# Provided records
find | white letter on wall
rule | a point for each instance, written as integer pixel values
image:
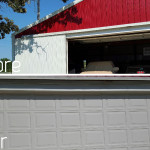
(6, 62)
(2, 142)
(17, 66)
(2, 66)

# What you need to do
What you give back should be exactly the lines from the line holding "rule | a point" through the final line of the material, both ends included, and please leave out the pictures.

# Response below
rule | a point for each instance, written as integer pixel values
image:
(6, 62)
(2, 142)
(17, 66)
(2, 66)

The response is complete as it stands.